> _AIM OF THE EXERCISE_: Return the whole listing, line for line, without the pictures in it.
··········
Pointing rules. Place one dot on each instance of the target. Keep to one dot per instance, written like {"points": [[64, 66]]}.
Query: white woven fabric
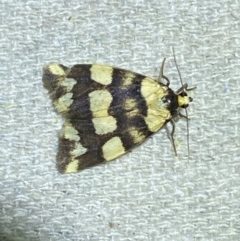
{"points": [[148, 194]]}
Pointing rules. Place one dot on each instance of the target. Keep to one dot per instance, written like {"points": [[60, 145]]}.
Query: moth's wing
{"points": [[81, 147], [108, 111]]}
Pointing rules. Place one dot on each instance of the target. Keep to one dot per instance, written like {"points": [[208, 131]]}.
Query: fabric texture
{"points": [[147, 194]]}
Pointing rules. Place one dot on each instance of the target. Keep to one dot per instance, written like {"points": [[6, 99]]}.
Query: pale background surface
{"points": [[148, 194]]}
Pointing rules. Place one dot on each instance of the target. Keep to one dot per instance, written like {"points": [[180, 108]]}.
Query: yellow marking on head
{"points": [[68, 83], [101, 74], [113, 148], [130, 104], [78, 150], [183, 100], [72, 166], [137, 136], [128, 78], [56, 69], [100, 101], [69, 132], [104, 125], [62, 104]]}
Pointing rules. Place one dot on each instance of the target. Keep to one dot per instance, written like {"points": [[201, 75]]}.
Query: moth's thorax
{"points": [[183, 101], [171, 101]]}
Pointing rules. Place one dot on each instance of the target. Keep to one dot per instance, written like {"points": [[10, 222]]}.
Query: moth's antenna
{"points": [[183, 88]]}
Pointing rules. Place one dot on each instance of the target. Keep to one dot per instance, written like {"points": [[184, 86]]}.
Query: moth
{"points": [[107, 111]]}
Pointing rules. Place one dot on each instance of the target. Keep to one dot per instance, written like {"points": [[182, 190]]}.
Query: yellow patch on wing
{"points": [[130, 104], [72, 167], [104, 125], [157, 113], [100, 101], [155, 119], [62, 104], [137, 136], [68, 83], [113, 148], [128, 78], [69, 132], [78, 150], [101, 74]]}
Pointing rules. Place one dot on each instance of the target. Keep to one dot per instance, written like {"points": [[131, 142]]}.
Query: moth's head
{"points": [[184, 100]]}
··········
> _RESULT OF THE TASK_:
Pointing rules. Place one dot on each instance of the target. Keep to one dot per instance, written like {"points": [[64, 66]]}.
Query: white woven fabric
{"points": [[148, 194]]}
Pointing rules. Place one dot on each instance of the target. Keep to one dot per instance, written like {"points": [[60, 145]]}.
Query: moth's wing
{"points": [[81, 147], [108, 111]]}
Pointing rules. Place one dot on each instance of the target. Keep to one dot per instance, written like {"points": [[208, 131]]}.
Query: fabric texture
{"points": [[147, 194]]}
Pointing rules. Place one dot on each instance of the target. Keep to one dot per instance, written like {"points": [[6, 99]]}.
Query: pale background surface
{"points": [[148, 194]]}
Pointing rules. Place one dot on each instance of the target. Keep to one dot per instance, written like {"points": [[180, 108]]}.
Query: yellow marking on head
{"points": [[68, 83], [101, 74], [113, 148], [130, 104], [78, 150], [183, 100], [72, 166], [137, 136], [128, 78], [56, 69], [100, 101], [69, 132], [104, 125], [62, 104]]}
Pointing rules. Place one dot on each instance of the target. Keep to one dot per instance, written like {"points": [[201, 75]]}.
Query: moth's thorax
{"points": [[183, 101], [171, 101]]}
Pointing rules. Place one dot on each instance of the target. Keep to one dot per instance, written like {"points": [[10, 222]]}.
Query: moth's antenna
{"points": [[183, 88]]}
Pointing rules. Place one dot on each instance of the target. Keep to one dot per instance, written like {"points": [[184, 86]]}.
Query: moth
{"points": [[107, 111]]}
Pointing rules. Place one dot on each instance of the target. Keep to one dot per instance, written like {"points": [[182, 190]]}.
Query: yellow patch on wing
{"points": [[130, 104], [72, 167], [104, 125], [157, 113], [100, 101], [155, 119], [62, 104], [137, 136], [68, 83], [113, 148], [128, 78], [69, 132], [78, 150], [101, 74]]}
Pointing rules. Place one dot on each instance of the target. Keep to one dot per instance, written like {"points": [[131, 142]]}.
Query: moth's head
{"points": [[184, 100]]}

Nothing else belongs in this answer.